___ SUPPLIED INFORMATION

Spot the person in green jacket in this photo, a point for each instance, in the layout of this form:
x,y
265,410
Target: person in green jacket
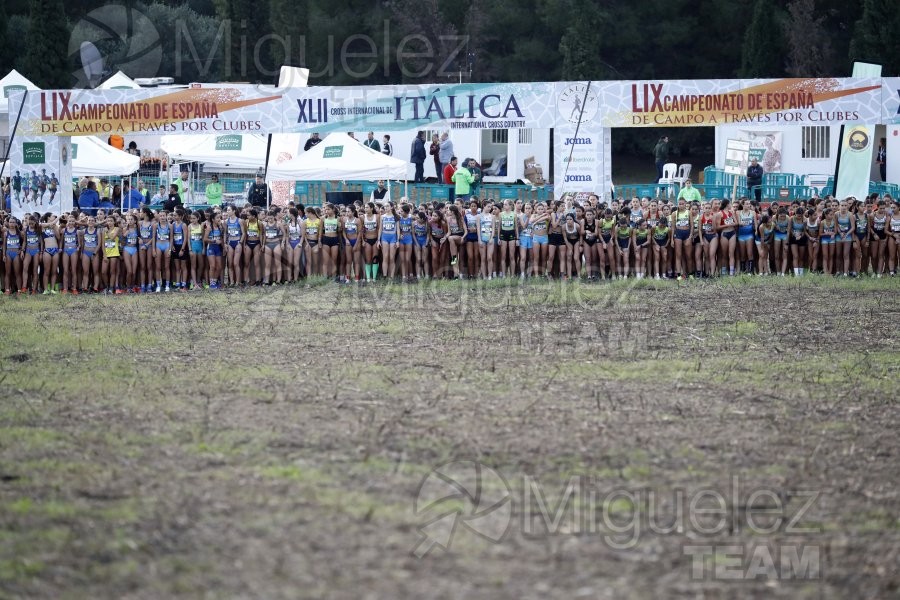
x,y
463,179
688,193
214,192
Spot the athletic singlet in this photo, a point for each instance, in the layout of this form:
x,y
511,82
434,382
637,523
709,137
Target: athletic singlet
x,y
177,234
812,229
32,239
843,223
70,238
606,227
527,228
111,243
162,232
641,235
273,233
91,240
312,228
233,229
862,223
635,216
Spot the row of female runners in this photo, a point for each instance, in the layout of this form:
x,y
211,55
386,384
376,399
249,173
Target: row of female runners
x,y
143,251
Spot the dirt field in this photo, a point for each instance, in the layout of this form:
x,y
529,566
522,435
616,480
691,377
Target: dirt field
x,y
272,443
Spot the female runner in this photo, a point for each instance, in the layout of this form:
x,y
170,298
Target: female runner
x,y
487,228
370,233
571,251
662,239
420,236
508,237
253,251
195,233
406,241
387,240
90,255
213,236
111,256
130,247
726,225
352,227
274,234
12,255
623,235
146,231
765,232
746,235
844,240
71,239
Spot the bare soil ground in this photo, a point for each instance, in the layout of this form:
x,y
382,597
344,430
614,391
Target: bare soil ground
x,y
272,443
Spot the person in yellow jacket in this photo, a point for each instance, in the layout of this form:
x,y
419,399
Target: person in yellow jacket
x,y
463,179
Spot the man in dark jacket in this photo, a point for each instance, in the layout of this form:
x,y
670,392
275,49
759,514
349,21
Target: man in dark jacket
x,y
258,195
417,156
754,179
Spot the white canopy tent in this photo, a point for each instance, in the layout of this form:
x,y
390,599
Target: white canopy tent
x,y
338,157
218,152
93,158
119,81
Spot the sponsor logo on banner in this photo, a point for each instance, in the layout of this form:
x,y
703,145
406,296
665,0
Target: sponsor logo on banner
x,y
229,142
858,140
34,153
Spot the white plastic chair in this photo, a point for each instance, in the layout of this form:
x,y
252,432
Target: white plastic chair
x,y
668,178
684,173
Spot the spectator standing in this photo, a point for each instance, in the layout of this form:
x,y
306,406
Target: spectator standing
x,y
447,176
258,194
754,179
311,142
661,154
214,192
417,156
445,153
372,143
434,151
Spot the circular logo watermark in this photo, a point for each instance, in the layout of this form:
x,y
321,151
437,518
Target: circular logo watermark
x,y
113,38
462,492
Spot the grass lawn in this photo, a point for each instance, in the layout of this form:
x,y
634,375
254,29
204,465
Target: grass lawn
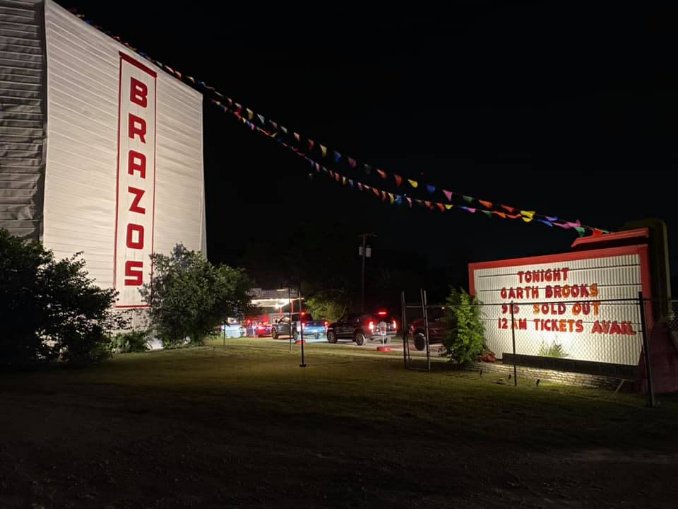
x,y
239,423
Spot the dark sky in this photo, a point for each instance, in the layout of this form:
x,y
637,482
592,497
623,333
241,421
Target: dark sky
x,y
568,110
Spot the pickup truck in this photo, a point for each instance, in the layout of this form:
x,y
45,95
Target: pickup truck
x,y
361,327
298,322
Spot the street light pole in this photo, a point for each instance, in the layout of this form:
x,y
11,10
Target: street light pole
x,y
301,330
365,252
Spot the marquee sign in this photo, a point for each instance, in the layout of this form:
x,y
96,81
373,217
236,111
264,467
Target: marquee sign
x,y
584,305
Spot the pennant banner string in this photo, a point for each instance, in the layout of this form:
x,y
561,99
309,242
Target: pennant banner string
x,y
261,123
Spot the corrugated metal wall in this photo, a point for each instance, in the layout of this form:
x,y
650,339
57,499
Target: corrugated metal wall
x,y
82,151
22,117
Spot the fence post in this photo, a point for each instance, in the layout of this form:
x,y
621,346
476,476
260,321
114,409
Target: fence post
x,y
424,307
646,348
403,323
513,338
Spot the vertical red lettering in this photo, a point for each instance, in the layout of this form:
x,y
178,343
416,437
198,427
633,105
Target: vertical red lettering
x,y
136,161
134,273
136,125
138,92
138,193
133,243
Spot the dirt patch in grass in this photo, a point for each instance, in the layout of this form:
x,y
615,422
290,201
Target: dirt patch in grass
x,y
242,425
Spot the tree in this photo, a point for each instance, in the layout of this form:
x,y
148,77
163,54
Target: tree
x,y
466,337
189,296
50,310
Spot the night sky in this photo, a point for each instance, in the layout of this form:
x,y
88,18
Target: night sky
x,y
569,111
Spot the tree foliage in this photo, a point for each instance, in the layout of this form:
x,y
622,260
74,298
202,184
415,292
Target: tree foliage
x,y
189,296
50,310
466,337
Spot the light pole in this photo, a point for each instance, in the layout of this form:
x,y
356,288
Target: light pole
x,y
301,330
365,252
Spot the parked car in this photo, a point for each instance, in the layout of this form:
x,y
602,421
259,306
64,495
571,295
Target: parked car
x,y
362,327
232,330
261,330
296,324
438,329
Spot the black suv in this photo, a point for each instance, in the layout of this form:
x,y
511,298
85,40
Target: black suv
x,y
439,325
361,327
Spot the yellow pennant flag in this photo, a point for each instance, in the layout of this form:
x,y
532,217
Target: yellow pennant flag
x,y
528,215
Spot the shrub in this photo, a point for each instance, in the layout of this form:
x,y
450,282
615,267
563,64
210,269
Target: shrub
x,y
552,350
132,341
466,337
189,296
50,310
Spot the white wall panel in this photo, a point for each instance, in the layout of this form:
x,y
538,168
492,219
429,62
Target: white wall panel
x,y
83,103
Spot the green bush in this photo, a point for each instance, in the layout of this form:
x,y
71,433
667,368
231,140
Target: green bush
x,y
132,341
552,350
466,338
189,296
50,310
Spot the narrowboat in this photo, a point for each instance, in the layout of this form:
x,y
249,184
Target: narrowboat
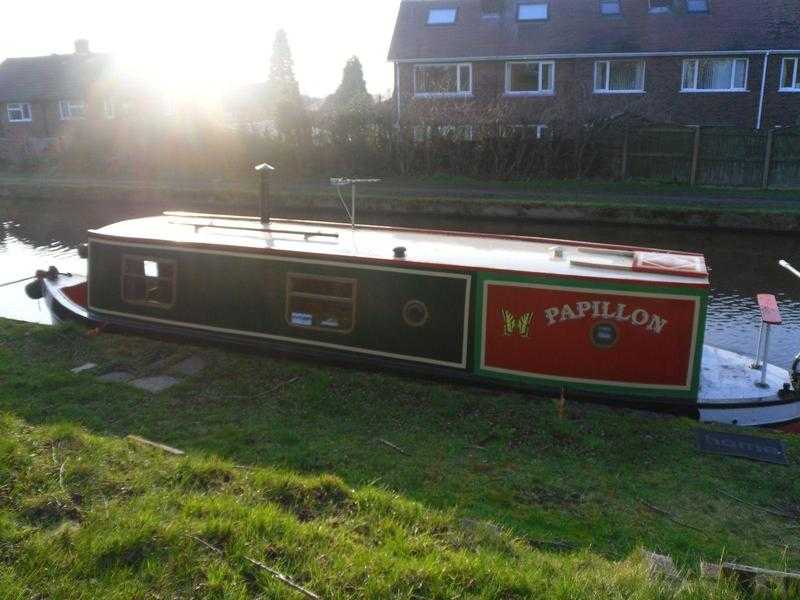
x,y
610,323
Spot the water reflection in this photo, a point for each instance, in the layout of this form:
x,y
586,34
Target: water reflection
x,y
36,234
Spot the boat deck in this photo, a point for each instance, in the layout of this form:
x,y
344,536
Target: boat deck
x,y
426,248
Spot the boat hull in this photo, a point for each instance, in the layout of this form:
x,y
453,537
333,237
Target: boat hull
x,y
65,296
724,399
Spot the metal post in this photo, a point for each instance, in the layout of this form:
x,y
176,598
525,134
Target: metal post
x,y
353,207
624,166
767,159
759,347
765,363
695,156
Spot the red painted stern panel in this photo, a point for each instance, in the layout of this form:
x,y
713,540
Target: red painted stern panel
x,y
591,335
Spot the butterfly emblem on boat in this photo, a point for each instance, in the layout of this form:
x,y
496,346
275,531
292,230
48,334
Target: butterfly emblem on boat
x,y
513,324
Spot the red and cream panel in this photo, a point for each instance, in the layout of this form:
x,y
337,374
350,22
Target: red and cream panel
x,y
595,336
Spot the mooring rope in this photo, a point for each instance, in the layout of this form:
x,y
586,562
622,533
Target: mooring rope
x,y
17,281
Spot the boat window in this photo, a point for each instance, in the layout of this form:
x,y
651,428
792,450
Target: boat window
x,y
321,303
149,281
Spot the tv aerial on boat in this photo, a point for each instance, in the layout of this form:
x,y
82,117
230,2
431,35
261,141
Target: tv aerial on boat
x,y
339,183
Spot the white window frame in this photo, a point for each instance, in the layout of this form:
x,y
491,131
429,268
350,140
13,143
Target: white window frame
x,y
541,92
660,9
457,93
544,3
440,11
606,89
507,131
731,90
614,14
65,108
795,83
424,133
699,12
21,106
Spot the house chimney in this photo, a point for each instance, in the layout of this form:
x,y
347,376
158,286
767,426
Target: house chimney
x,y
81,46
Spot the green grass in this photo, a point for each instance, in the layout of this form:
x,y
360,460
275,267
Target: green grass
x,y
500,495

______

Return the listing above unchanged, apart from dropping its pictures.

Spot the person in green jacket in this photo, a point for each instance, in the layout of this form:
x,y
265,410
Target: person in green jacket
x,y
463,179
688,193
214,192
Spot the athletic singlet in this photo, a point for each instance, in the layout of this form:
x,y
511,82
434,382
637,523
709,137
Target: athletic singlet
x,y
177,234
812,229
32,239
843,223
70,238
606,227
527,228
111,243
162,232
641,235
273,233
91,240
312,228
233,229
862,223
635,216
Spot the row of female runners in this photo, a point for each instance, in the layout of this form:
x,y
211,55
386,384
376,399
249,173
Target: row of female runners
x,y
143,251
Spot the dirt field in this photo, a point for each instance, in the layout of this form:
x,y
529,566
522,435
616,480
691,377
Target: dirt field
x,y
272,443
Spot the female runner in this photo, a point for each instance, in the layout of this form:
x,y
170,298
Target: female runner
x,y
487,228
370,233
571,251
662,239
420,236
508,237
253,251
195,233
406,241
387,240
90,255
213,236
111,256
130,247
726,225
352,227
274,234
12,255
623,235
146,231
765,232
746,235
844,240
71,239
Spot the bare soil ground in this photo, a point for each instance, in the layout of this form:
x,y
382,597
344,430
614,391
Target: bare soil ground
x,y
272,443
Spot the person in yellow jacket in this photo, a point for each instance, in the layout of this form:
x,y
419,399
Target: person in yellow jacket
x,y
463,179
Spot the man in dark jacket in this photo, a point for each instance, in the layout of this form:
x,y
670,392
275,49
759,514
349,21
Target: man in dark jacket
x,y
258,195
417,156
754,179
Spot the white canopy tent in this photo, a point for each instance, in the layout of this form:
x,y
390,599
Target: white canopy tent
x,y
338,157
218,152
93,158
119,81
Spot the sponsor logo on banner in this photo, a point for each instance, in the layout of this form:
x,y
703,145
406,296
665,0
Target: sponsor logo on banner
x,y
229,142
858,140
34,153
Spot the white plastic chair in this photo, a point for each instance, in the layout of this form:
x,y
252,432
Target: white plastic chair
x,y
668,178
684,173
Spot the spectator standing in this photo, a point for each instance, in the layout of this form:
x,y
306,406
Target: spectator standing
x,y
447,176
258,194
754,179
311,142
661,154
214,192
417,156
445,153
372,143
434,151
Spot the circular logo watermark in this photo, a point for each instance, in the layout of this form:
x,y
321,151
437,518
Target: circular logo watermark
x,y
113,38
462,492
Spot the grass lawn in this photo, a point for each instance, in the layout of this form:
x,y
634,375
254,29
204,465
Target: grass lawn
x,y
239,423
Spot the dark sky in this photo, a point for each instance, in the layout of this form:
x,y
637,482
592,497
623,333
241,421
Target: dark sky
x,y
568,110
Spot the pickup truck in this photo, a point for each instance, in the layout of this form:
x,y
45,95
Target: pickup truck
x,y
361,327
298,322
Spot the street light pole in this photo, a point for each instance, in the layout of this form:
x,y
11,10
Target: street light pole
x,y
301,330
365,252
Spot the marquee sign in this photo, a point for each instance, in the layout of this form:
x,y
96,81
373,217
236,111
264,467
Target: marquee sign
x,y
584,305
Spot the pennant banner string in this photo, a point for each instance, in the layout of this form:
x,y
561,99
309,242
Target: pennant banner string
x,y
261,123
Spot the corrugated metal wall in this photo, a point for each instance, in the layout of this form:
x,y
650,339
57,499
Target: corrugated metal wall
x,y
82,151
22,117
Spot the fence post in this photo, a point for each instance, in the layout of this form:
x,y
621,346
476,476
260,321
114,409
Target: fence post
x,y
424,307
646,348
403,323
513,338
Spot the vertical red lettering in this photo, a point for each instance, in the layout of this form:
x,y
178,343
416,437
198,427
633,105
Target: vertical red lettering
x,y
136,161
134,273
136,125
138,92
138,193
133,243
Spot the dirt patch in grass in this photo, a point for each instance, in the layout of this form:
x,y
615,422
290,201
Target: dirt patch in grass
x,y
242,425
Spot the tree in this photo, a point for each instance, in the layout of this form:
x,y
148,77
163,54
Target: tree
x,y
466,337
189,296
50,310
Spot the night sky in this photo, a point for each instance, in the layout of this form:
x,y
88,18
Target: night sky
x,y
569,111
Spot the tree foliage in this photo, a point for each instance, in the layout of this form:
x,y
622,260
74,298
202,184
415,292
Target: tree foliage
x,y
189,296
50,310
466,337
Spot the light pole in this photo, a point for each instance, in the layout of this form:
x,y
356,288
Target: light pole
x,y
301,330
365,252
Spot the parked car in this photo, a point for each instance, in the layout of this form:
x,y
602,421
259,306
64,495
571,295
Target: parked car
x,y
362,327
232,330
261,330
296,324
438,329
Spot the black suv in this photo, a point for each instance, in the layout of this form:
x,y
511,298
85,40
Target: black suv
x,y
439,325
361,327
Spot the yellow pennant flag in this photo, a point for each instance, in the layout of this form:
x,y
532,217
Target: yellow pennant flag
x,y
528,215
Spot the shrub in this photo, a point for each instance, in the layout of this form:
x,y
450,282
615,267
563,64
210,269
Target: shrub
x,y
552,350
132,341
466,337
189,296
50,310
Spot the white wall panel in this photo, a point for each instance, in the layout of this form:
x,y
538,168
492,219
429,62
Target: white wall panel
x,y
83,103
Spot the green bush in this photo, a point for each instance, in the layout of this form:
x,y
71,433
667,368
231,140
Target: green bush
x,y
132,341
552,350
466,338
189,296
50,310
Spot the narrowboat in this photo, a point for each instance, in the layout of this form:
x,y
249,184
Target: narrowboat
x,y
610,323
Spot the water reflection in this photo, a point for each instance, in the layout of this form:
x,y
586,34
Target: water reflection
x,y
36,234
Spot the boat deck in this photo, a point for each instance, in the layout of this form:
x,y
344,536
Target: boat deck
x,y
426,248
Spot the boat hull in this photo, a point for each instance, in the layout of this form:
x,y
453,537
333,237
Target: boat hull
x,y
65,296
724,399
Spot the metal post in this photo, a point for each instance, in the layout of this form:
x,y
176,598
525,134
Target: metal post
x,y
353,207
624,166
767,159
759,347
765,363
695,156
Spot the red painted stern panel in this photo, a point for each instance, in the layout of this form:
x,y
713,540
Target: red painted stern panel
x,y
591,335
Spot the butterfly emblem on boat in this photo, a point for each instance, in the layout of this form:
x,y
496,346
275,531
292,230
48,334
Target: butterfly emblem on boat
x,y
513,324
Spot the red and cream panel in this photo, a point for each instance, in the layout of this form:
x,y
337,374
350,22
Target: red and cream panel
x,y
595,336
Spot the mooring rope in this photo, a point for each instance, in the layout of this form:
x,y
586,562
622,533
Target: mooring rope
x,y
17,281
Spot the boat window in this photo, a point for each instance, in the layout of this form:
x,y
651,428
792,450
Target: boat window
x,y
321,303
149,281
Spot the tv aerial on boat in this photo, a point for each instance, in the layout of this form:
x,y
82,117
230,2
431,35
261,141
Target: tv aerial on boat
x,y
339,183
Spot the white window frame in this photo, a point for each instance, in the layout of this form:
x,y
491,131
429,268
350,140
13,143
Target: white window frame
x,y
541,92
660,9
457,93
544,3
440,11
606,89
507,131
731,90
614,14
65,108
795,83
424,133
699,12
21,106
Spot the house chimney in this photo, a point for each instance, in the layout of this form:
x,y
347,376
158,286
767,426
Target: house chimney
x,y
81,46
Spot the green grass in this photo, a point for each instance, in the layout of this form:
x,y
360,460
275,267
Target: green grass
x,y
500,495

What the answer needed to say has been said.